━━━ Task input

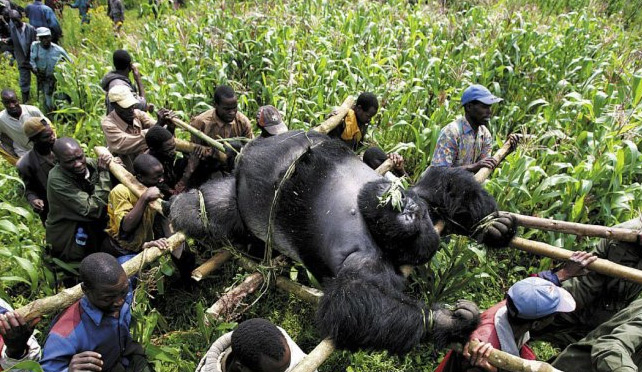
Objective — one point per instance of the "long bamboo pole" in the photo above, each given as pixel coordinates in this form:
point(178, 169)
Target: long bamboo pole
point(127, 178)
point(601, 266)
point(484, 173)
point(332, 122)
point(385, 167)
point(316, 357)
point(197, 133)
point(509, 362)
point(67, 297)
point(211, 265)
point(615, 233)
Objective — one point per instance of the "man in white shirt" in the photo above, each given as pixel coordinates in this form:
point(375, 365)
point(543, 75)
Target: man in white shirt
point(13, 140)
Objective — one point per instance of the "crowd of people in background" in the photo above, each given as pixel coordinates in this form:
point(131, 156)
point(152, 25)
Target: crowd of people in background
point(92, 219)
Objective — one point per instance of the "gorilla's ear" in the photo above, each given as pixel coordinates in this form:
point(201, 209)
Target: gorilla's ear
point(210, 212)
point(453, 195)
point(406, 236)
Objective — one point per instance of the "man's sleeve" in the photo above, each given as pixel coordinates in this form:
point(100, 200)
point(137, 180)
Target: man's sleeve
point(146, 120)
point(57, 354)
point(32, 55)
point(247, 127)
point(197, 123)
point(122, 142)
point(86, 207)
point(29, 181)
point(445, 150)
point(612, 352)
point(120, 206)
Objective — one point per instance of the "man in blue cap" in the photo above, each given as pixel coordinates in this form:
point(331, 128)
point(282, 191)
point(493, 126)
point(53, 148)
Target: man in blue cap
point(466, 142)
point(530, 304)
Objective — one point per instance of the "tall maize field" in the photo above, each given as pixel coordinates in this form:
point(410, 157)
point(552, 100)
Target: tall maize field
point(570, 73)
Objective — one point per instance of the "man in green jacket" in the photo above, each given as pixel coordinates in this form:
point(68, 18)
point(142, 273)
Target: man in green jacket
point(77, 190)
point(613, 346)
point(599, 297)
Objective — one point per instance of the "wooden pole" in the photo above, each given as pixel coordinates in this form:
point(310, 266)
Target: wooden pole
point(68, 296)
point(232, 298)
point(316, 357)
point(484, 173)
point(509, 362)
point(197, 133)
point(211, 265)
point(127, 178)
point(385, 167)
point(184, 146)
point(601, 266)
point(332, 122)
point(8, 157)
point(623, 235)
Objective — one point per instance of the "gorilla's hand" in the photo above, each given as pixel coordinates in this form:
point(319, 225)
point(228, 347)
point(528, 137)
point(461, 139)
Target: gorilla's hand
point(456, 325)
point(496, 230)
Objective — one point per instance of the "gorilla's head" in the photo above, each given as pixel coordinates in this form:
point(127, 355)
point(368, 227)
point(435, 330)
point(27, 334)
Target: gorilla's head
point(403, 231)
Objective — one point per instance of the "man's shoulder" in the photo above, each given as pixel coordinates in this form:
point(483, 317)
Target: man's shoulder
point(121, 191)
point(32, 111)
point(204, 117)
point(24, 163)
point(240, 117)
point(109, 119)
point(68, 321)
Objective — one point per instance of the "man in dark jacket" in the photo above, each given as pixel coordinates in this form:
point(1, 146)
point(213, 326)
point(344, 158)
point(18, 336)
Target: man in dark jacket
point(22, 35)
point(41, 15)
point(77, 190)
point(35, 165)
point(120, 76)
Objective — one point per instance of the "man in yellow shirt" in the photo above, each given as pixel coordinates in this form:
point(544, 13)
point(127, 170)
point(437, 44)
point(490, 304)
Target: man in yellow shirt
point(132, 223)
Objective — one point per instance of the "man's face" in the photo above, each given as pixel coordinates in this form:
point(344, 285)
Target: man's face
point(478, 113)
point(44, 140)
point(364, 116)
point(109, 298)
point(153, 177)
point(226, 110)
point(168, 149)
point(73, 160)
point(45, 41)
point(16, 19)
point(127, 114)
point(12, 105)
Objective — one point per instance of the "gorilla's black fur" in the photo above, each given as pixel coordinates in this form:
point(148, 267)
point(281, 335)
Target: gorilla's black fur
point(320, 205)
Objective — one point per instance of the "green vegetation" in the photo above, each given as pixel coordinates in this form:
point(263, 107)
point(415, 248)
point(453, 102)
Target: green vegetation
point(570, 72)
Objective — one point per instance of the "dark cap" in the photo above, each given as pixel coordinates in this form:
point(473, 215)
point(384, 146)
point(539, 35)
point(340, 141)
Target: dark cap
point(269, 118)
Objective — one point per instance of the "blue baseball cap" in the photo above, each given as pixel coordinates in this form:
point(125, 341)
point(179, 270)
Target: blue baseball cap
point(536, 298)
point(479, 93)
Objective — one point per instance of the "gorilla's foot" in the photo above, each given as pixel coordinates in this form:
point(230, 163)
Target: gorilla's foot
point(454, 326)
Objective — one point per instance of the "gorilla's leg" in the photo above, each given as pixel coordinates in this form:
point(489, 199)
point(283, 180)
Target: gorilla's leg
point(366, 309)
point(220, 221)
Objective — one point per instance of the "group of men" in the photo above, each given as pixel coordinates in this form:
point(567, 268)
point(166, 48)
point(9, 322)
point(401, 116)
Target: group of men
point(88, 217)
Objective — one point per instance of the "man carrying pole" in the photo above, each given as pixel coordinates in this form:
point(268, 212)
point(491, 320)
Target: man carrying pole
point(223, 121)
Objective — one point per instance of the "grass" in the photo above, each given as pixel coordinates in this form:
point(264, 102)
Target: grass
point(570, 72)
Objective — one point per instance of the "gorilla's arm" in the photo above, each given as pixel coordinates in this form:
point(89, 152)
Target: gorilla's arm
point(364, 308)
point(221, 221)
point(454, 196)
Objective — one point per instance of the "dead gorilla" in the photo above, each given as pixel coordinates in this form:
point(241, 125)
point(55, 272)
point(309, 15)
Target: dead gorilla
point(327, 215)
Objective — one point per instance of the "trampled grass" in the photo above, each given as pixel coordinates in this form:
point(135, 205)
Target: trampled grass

━━━━━━

• Stated task:
Gather every line in the listing above that contains the word "black" and copy each one out in full. Match the word with its case exactly.

• Exercise answer:
Objective — one point per instance of the "gorilla's black fur" in the photo above, each given as pixel coordinates in this form:
Target: gorilla's black fur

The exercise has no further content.